Point-based annotation data
——————————
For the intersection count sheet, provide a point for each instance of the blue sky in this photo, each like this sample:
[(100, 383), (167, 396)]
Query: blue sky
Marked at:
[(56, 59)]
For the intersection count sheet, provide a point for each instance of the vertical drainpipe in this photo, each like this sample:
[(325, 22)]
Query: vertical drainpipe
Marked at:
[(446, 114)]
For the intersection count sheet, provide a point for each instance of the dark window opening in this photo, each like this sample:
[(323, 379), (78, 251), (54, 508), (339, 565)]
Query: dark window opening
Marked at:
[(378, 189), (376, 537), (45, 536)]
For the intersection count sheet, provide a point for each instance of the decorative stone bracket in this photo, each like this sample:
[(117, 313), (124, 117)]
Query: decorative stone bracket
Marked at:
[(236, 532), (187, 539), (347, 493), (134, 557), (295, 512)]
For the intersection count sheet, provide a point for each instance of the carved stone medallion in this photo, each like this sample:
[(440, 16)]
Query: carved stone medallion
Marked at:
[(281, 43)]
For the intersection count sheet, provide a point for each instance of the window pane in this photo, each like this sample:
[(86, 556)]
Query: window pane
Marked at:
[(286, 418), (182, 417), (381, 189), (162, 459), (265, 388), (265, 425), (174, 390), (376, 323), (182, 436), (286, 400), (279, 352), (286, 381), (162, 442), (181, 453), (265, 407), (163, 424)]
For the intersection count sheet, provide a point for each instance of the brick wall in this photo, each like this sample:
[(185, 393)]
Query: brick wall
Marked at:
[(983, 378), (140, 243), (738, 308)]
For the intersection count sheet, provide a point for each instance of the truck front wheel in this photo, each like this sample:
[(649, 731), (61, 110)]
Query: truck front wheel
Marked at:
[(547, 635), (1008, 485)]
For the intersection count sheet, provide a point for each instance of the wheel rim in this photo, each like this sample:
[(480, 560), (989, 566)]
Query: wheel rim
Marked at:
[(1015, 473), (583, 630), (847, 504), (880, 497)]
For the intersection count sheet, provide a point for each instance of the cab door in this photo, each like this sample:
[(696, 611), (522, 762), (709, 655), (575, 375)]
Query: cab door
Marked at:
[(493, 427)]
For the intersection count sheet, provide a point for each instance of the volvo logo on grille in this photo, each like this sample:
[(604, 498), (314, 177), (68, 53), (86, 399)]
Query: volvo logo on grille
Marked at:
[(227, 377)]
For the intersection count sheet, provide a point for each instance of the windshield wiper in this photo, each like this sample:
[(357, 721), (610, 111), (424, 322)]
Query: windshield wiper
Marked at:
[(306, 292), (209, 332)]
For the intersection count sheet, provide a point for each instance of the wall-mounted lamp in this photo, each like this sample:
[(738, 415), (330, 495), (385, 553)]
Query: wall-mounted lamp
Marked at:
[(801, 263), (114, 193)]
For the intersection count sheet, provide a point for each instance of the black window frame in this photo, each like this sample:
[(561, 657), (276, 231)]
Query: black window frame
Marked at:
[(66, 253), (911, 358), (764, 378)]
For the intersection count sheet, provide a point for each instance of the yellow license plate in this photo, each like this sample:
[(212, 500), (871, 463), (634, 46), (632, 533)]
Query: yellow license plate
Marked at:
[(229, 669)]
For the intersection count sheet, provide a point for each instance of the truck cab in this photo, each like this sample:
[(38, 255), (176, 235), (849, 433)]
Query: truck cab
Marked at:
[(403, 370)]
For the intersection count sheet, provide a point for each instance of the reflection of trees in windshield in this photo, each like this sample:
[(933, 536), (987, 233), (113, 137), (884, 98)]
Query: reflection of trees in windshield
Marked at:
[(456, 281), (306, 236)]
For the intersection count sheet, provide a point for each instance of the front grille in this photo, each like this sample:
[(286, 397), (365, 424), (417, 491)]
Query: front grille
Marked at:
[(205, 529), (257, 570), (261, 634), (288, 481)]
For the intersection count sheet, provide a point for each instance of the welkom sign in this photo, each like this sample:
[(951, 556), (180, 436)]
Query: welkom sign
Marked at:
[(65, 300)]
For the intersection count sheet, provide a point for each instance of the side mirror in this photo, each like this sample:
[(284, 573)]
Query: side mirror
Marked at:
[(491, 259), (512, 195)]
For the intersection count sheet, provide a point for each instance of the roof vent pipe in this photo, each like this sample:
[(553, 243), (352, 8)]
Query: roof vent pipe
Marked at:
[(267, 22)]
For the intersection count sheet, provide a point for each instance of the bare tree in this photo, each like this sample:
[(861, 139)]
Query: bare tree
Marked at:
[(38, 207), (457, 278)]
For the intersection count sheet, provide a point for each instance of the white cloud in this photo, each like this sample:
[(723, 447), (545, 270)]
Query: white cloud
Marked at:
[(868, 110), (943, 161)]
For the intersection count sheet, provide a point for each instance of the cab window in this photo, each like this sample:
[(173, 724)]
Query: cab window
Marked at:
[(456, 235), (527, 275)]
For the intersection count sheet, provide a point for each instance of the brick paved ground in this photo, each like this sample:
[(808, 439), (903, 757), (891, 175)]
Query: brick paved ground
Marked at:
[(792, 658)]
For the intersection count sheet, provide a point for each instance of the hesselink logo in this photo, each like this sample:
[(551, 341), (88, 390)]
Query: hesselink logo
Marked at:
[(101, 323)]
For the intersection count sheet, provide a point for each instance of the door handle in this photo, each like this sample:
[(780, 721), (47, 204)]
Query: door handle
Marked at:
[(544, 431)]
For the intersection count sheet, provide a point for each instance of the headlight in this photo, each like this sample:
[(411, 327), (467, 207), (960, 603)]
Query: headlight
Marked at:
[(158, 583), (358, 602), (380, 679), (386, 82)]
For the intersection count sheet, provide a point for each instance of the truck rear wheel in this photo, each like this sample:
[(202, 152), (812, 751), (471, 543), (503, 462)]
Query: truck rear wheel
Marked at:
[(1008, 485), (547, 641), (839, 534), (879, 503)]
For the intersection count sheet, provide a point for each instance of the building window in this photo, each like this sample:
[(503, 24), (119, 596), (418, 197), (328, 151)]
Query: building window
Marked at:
——————————
Copy every one of the entries above word for word, keeping each character and line break unchanged.

For the intersection count sheet, provide a point for each instance of the blue sky in this photo, each like this sample:
[(100, 383), (167, 396)]
Query: blue sky
Marked at:
[(56, 59)]
For the intersection count sheet, provide a point for each instance of the vertical drainpipe in this photo, each like this sample:
[(325, 22)]
Query: vertical drainpipe
Marked at:
[(446, 114)]
For the intersection count sheet, provide a point for each instance of the dark window opening in this photo, each like this sample:
[(323, 379), (78, 251), (54, 508), (339, 565)]
Query: dark window opening
Marked at:
[(378, 189), (376, 537), (45, 536)]
For the intersection count sheet, provide a point for each instance of the decorative stone bracket in this photo, each like this sample:
[(117, 313), (124, 117)]
Query: decorative stone bracket
Marked at:
[(236, 532), (187, 539), (347, 493), (134, 557), (295, 512)]
For the intersection count sheet, provide a point for each instance of the carved stone medallion in this photo, each like this sample:
[(440, 16)]
Query: carved stone medallion
Marked at:
[(281, 43)]
For the intersection count sheet, provide a point for each instance of the window pane in this photo, each like this sample:
[(86, 556)]
Query: window pane
Marked at:
[(286, 418), (182, 417), (381, 189), (162, 459), (265, 388), (265, 425), (174, 390), (376, 323), (182, 436), (286, 400), (279, 352), (286, 381), (162, 442), (181, 453), (265, 407), (163, 424)]
For the intersection count sheet, provide a point for each instance of the brick wall in this photo, each like this sample:
[(185, 393)]
Query: brick wall
Marked at:
[(983, 378), (140, 243), (738, 308)]
For the intersection count sheet, provide a point for each instance of the truck front wheel in this photo, each like this sample:
[(649, 731), (61, 110)]
Query: truck front wheel
Marked at:
[(547, 635), (1008, 485)]
For the intersection count sheet, provide a point for each instance of the wheel rim in this photo, each like this sample:
[(480, 560), (989, 566)]
Query: wheel rim
Marked at:
[(1015, 473), (583, 630), (847, 504), (880, 497)]
For the intersection count sheet, provide a point for each instance of the cab door in this photo, each like this sample:
[(696, 611), (522, 762), (709, 655), (575, 375)]
Query: cab door
Marked at:
[(493, 427)]
For the intersection count sheet, provide a point for each instance of the volvo logo on grille in this photo, each like this sample:
[(604, 498), (314, 177), (68, 53), (86, 399)]
Query: volvo logo on grille
Marked at:
[(227, 377)]
For the intersection count sheet, provide a point for each instance of the windshield wiper in this photo, each like this sample:
[(357, 721), (610, 111), (424, 322)]
Query: windshield wiper
Marked at:
[(306, 292), (209, 332)]
For the intersection count sheet, provide a point for each instance of the wall-mounted lamp in this photo, each like this sample:
[(738, 415), (330, 495), (385, 553)]
Query: wall-mounted lamp
Marked at:
[(801, 263), (114, 193)]
For the intersection count sheet, provide a point for each instance of the black window frame in this photo, each like this sample:
[(561, 657), (276, 231)]
Query: black window frame
Marked at:
[(66, 253), (911, 358), (764, 378)]
For the intersection count sheet, provide a point for each instance of the yellow license plate in this photo, each like this sample:
[(212, 500), (871, 463), (634, 46), (632, 533)]
Query: yellow license plate
Marked at:
[(229, 669)]
For the intersection count sheet, provide a point for each instance of the truck cab in this photo, each like this sample:
[(38, 255), (176, 235), (849, 433)]
Query: truck cab
Marked at:
[(403, 370)]
For the intersection count sheet, provide a point for each instance of the reflection of trees in windshield in this photo, each like this sample:
[(933, 536), (987, 233), (113, 137), (884, 98)]
Query: reflection of trees in windshield
Marked at:
[(456, 281), (306, 236)]
For the intersection count sheet, provide a point for each instance of the front grille in this photo, each like this sample:
[(286, 397), (365, 424), (417, 491)]
Query: front grille
Marked at:
[(205, 529), (257, 570), (261, 634), (288, 481)]
For the intersection count sheet, provide a point for each instance of the welkom sign in this photo, each like this sample:
[(951, 556), (180, 436)]
Query: welkom sign
Marked at:
[(65, 300)]
For the intersection count sheet, provide a point for each instance of the side mirror in this photo, each like this sample:
[(284, 573)]
Query: side mirror
Marked at:
[(491, 259), (512, 195)]
For the intersection count sheet, provide a point for each instance of the roof vent pipe in this photo, each like this sample:
[(553, 243), (352, 8)]
Query: roof vent pipe
Marked at:
[(267, 22)]
For the intersection count sheet, provide a point for each instance of the bare tree in this photo, each like this sample:
[(861, 139)]
Query: bare tree
Marked at:
[(38, 207), (457, 278)]
For the intersection count sheet, provide a point for each instance of the white cloud in this photo, each like this sample:
[(723, 447), (545, 270)]
Query: white cloud
Marked at:
[(868, 110), (943, 161)]
For the intersection count sheet, provide a point for each instance of the cab window in this photo, each like this sample:
[(173, 724)]
Query: cab window
Marked at:
[(456, 235), (527, 275)]
For the intersection count sheet, provide a point for each instance of the brick paved ground in this photo, each like this sample:
[(808, 439), (903, 757), (891, 175)]
Query: brick paved ground
Marked at:
[(792, 658)]
For the intersection count sheet, provide a point for each instance of the hesselink logo in this photo, each like this sample:
[(551, 341), (88, 390)]
Query: hesselink logo
Marked at:
[(101, 323)]
For the intersection count sheet, provide a point for each instance of the door handle in this photo, each like this sample:
[(780, 721), (47, 204)]
Query: door handle
Marked at:
[(544, 431)]
For the intersection count sheet, provide a point for each instance of the headlight in this photo, each like this sample:
[(411, 327), (467, 207), (960, 603)]
Query: headlight
Marked at:
[(158, 583), (358, 602), (380, 679), (386, 82)]
For the intersection count sheet, provide a point for each instance of the truck rear wheel in this photo, each like this sample:
[(202, 152), (812, 751), (471, 543), (503, 462)]
Query: truck rear wheel
Marked at:
[(1008, 485), (547, 641), (839, 534), (879, 503)]
For the intersection count sheet, provide a point for each instance of the building window in this photo, each like this sample:
[(503, 24), (119, 596), (418, 197), (328, 151)]
Query: building window
Marked at:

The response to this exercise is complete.